• PROVIDED TEXT:

========================================

Tuesday, October 18, 2011

My future husband



My future husband must:


- be able to sing like Josh Groban

- be able to oooo like Clay Aiken

- own a sexy red truck

- watch terrible shows like Bachelor Pad with me

- appreciate my stalking abilities


It would also be alright with me if he looked a bit like either Sterling Knight, Josh Duhamel, or Ryan Reynolds. Not a requirement or anything, but I definitely wouldn't complain.

Tuesday, September 6, 2011

How to get a man




As everyone probably knows by now, I am pretty much an expert on this subject. So, I am going to give you a little bit of advice on how to get a man you have previously met if you are in one of his classes.




DO:




Girl: *Walks into class on time and sits next to man* "Hi, *******. Do you remember me?"


Man: "Of course! You're *********'s really attractive cousin!"


Girl: "Yes! Yes, I am!"




Annnnnnd eventually they get married and have lots of little babies.




DON'T:




Girl: *Walks into class late and sits at a different table even though there is an open spot right next to Man*............*Stares creepily at man throughout class*...............*Leaves class without talking to Man before class is over*




This will make him think that you don't actually remember who he is and will cause him to never come sit by or talk to you.

========================================

• TO-DO LIST:
a: Arrange every line of the records below into a Markdown table with the columns Row and Line, omitting any blank lines.
b: Pick up the blog post above about finding a husband and getting a man, and continue it from its final sentence.

========================================

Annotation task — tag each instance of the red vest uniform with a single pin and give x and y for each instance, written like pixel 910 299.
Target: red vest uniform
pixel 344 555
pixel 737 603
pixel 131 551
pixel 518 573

========================================

• THE REPLIES:
a:
| Row | Line |
|---|---|
| 1 | Annotation task — tag each instance of the red vest uniform with a single pin and give x and y for each instance, written like pixel 910 299. |
| 2 | Target: red vest uniform |
| 3 | pixel 344 555 |
| 4 | pixel 737 603 |
| 5 | pixel 131 551 |
| 6 | pixel 518 573 |

b:
Monday, August 15, 2011

Weird sunburns



It seems I have been cursed to be the recipient of many unfortunate looking sunburns. This past week I went on an innocent roadtrip to California and happened to stop by a beach for an hour or two before heading home. And of course, being as ghostly white as I am, I got sunburned. Now, I've had some stupid looking sunburns before in my life, but this one may just top them all. It's probably only second to the one I got in Hawaii where only my left leg got sunburned. This time, my chest got sunburned. But, there are a few random white spots that look like fingerprints in the midst of the burn. I have no idea how that got there, because it's not as if I was letting someone fondle my chest while I frollicked on the beach, nor did I take a nap or anything where someone could creeper attack me while sleeping. So......I really don't know why I have been cursed with this stupid looking sunburn.

Saturday, July 2, 2011

Poor little car...



This is not, in fact, my car, but this is what my car looks like.

I love my car very much. He's been faithful throughout the years, helping me stalk people and make a quick getaway when I need to, but lately he's been crapping out on me.

First he started to lose his "hair". My poor little car has several bald patches on his head now and needs a paint job pretty badly.

Then, the locks gave out. Instead of just flipping a switch, I have to operate them all manually now.

Then, the AC decided that every once in a while it could just stop working. When it's the middle of summer in Phoenix, Arizona, this is soooo not allowed.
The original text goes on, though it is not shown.